Entries provided Start Marker

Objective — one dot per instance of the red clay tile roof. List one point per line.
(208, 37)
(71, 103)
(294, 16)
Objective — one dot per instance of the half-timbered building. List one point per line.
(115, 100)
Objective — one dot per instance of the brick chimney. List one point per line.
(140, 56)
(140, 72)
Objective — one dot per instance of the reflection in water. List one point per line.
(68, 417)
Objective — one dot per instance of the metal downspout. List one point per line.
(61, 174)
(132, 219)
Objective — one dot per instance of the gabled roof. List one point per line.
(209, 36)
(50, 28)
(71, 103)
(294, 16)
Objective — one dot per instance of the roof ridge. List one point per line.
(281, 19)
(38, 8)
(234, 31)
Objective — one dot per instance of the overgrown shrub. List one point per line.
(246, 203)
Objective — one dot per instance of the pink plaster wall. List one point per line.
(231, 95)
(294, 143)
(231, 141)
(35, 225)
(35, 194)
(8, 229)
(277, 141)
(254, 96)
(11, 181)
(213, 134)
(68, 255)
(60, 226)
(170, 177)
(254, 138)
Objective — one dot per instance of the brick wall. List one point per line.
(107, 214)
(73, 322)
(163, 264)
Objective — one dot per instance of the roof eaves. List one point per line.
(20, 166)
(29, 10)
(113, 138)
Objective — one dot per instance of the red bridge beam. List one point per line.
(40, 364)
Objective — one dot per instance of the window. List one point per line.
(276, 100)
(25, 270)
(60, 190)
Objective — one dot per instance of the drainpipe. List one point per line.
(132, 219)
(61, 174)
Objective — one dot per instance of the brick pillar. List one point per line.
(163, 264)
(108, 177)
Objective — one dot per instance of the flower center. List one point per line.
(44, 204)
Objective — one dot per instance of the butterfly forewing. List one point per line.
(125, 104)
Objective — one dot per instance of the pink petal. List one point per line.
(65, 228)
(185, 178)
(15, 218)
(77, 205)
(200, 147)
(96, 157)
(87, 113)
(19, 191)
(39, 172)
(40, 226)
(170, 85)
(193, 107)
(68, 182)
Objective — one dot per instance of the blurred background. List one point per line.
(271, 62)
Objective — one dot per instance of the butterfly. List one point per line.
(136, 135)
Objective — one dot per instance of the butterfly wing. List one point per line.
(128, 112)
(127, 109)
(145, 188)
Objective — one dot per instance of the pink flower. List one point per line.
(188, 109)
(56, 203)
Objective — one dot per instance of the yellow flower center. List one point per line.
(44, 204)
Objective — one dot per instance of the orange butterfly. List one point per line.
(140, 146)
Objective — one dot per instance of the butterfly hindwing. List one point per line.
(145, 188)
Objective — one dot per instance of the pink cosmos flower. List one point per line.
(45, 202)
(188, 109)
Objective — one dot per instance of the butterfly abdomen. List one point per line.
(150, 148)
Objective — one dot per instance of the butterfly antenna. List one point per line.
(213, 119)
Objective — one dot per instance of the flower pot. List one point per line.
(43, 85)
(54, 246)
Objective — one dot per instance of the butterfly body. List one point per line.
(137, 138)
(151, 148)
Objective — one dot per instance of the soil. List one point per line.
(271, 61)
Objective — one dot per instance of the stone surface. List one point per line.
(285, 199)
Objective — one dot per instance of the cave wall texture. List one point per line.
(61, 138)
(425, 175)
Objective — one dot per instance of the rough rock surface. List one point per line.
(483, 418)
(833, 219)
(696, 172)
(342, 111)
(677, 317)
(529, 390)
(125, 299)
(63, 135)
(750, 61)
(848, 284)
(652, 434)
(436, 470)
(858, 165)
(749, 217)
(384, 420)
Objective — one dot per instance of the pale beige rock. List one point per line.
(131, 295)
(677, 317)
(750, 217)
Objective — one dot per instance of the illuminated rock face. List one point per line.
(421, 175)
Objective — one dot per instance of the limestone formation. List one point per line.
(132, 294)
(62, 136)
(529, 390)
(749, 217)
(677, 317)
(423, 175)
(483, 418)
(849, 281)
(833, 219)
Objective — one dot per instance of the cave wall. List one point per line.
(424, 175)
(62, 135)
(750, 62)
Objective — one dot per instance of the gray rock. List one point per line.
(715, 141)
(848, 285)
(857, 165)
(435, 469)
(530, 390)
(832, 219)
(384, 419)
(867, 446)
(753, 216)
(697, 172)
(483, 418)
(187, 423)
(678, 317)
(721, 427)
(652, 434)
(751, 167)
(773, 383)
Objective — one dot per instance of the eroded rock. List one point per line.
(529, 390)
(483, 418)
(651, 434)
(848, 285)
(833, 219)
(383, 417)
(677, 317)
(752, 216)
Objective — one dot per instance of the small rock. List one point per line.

Entries provided End Marker

### [Exercise brief]
Quote every entry exactly.

### [Result]
Objective — one dot per instance of the red clay tile roof. List one point per line.
(208, 37)
(71, 103)
(294, 16)
Objective — one dot per instance of the half-timbered building. List one point per line.
(115, 100)
Objective — one dot per instance of the brick chimney. List one point per line.
(140, 56)
(140, 72)
Objective — one dot per instance of the reflection in water. List one point per line.
(68, 417)
Objective — one dot per instance of the metal downspout. List one point per line.
(61, 174)
(132, 219)
Objective — one dot per instance of the gabled roof. List one point per line.
(209, 36)
(50, 28)
(71, 103)
(294, 16)
Objective — one dot per instance of the roof ridge. List one point per line.
(281, 19)
(38, 8)
(234, 31)
Objective — one dot per instance of the overgrown shrub. List one point per line.
(246, 203)
Objective — one dot per instance of the pink plaster wall. List one point per line.
(231, 95)
(294, 143)
(231, 141)
(35, 225)
(35, 194)
(8, 229)
(277, 141)
(254, 96)
(11, 181)
(213, 134)
(68, 255)
(60, 226)
(170, 177)
(254, 138)
Objective — one dot per instance of the brick wall. List one point per line.
(107, 214)
(73, 322)
(163, 264)
Objective — one dot per instance of the roof eaves. List one point per line.
(20, 166)
(29, 10)
(113, 138)
Objective — one dot per instance of the red bridge beam. List one point per line.
(40, 364)
Objective — one dot per instance of the window. List one point per line.
(276, 100)
(25, 270)
(60, 190)
Objective — one dot per instance of the drainpipe. List one point per line.
(132, 219)
(61, 174)
Objective — one dot per instance of the brick pillar. List one point per line.
(163, 264)
(108, 177)
Objective — one dot per instance of the flower center. List one point per line.
(44, 204)
Objective — one dot per instance of the butterfly forewing. List one point per line.
(125, 104)
Objective — one dot per instance of the pink petal. List one point per line.
(65, 228)
(185, 178)
(15, 218)
(77, 205)
(200, 147)
(96, 157)
(87, 113)
(19, 191)
(39, 172)
(40, 226)
(170, 85)
(193, 107)
(68, 182)
Objective — one dot per instance of the blurred background. List one point per line.
(271, 62)
Objective — one dot per instance of the butterfly. List one point per line.
(136, 135)
Objective — one dot per instance of the butterfly wing. List one point per line.
(128, 112)
(127, 109)
(145, 188)
Objective — one dot per instance of the pink flower. List one point per line.
(188, 109)
(56, 203)
Objective — one dot per instance of the yellow flower center. List one point per line.
(44, 204)
Objective — one dot per instance of the orange butterfly. List one point per line.
(140, 146)
Objective — one dot per instance of the butterfly hindwing. List one point per line.
(145, 188)
Objective — one dot per instance of the pink cosmos flower. List one point per line.
(45, 202)
(188, 109)
Objective — one dot per instance of the butterfly abdomen. List one point per line.
(150, 148)
Objective — one dot per instance of the butterfly antenna. List one point per line.
(213, 119)
Objective — one dot per instance of the flower pot. List one point per line.
(43, 85)
(54, 246)
Objective — one dot per instance of the butterfly body. List one point per line.
(137, 138)
(151, 148)
Objective — one dot per instance of the soil. List one point per line.
(271, 61)
Objective — one dot per instance of the stone surface. List one point per line.
(285, 199)
Objective — one dot per instance of the cave wall texture. List one point per line.
(61, 138)
(425, 175)
Objective — one dot per instance of the rough rock surface. List one point per line.
(483, 418)
(833, 219)
(696, 172)
(342, 111)
(677, 317)
(529, 390)
(125, 299)
(63, 135)
(750, 61)
(848, 284)
(652, 434)
(436, 470)
(858, 165)
(749, 217)
(384, 420)
Objective — one dot per instance of the pale beige rock. List one point per line.
(131, 295)
(677, 317)
(750, 217)
Objective — one dot per instance of the illuminated rock face. List one point per line.
(421, 175)
Objective — one dot per instance of the limestone formation. List one point per line.
(132, 294)
(62, 136)
(529, 390)
(749, 217)
(677, 317)
(423, 175)
(483, 418)
(849, 281)
(833, 219)
Objective — one dot per instance of the cave wall. List one point per line.
(424, 175)
(62, 135)
(750, 62)
Objective — one dot per instance of the gray rock. List one point per line.
(715, 141)
(848, 285)
(857, 165)
(435, 469)
(530, 390)
(832, 219)
(384, 419)
(867, 446)
(753, 216)
(697, 172)
(483, 418)
(187, 423)
(678, 317)
(721, 427)
(652, 434)
(751, 167)
(773, 383)
Objective — one dot per instance of the eroded rock. List one point per line.
(529, 390)
(483, 418)
(651, 434)
(848, 285)
(833, 219)
(383, 417)
(677, 317)
(752, 216)
Objective — one dot per instance of the small rock. List one point per line.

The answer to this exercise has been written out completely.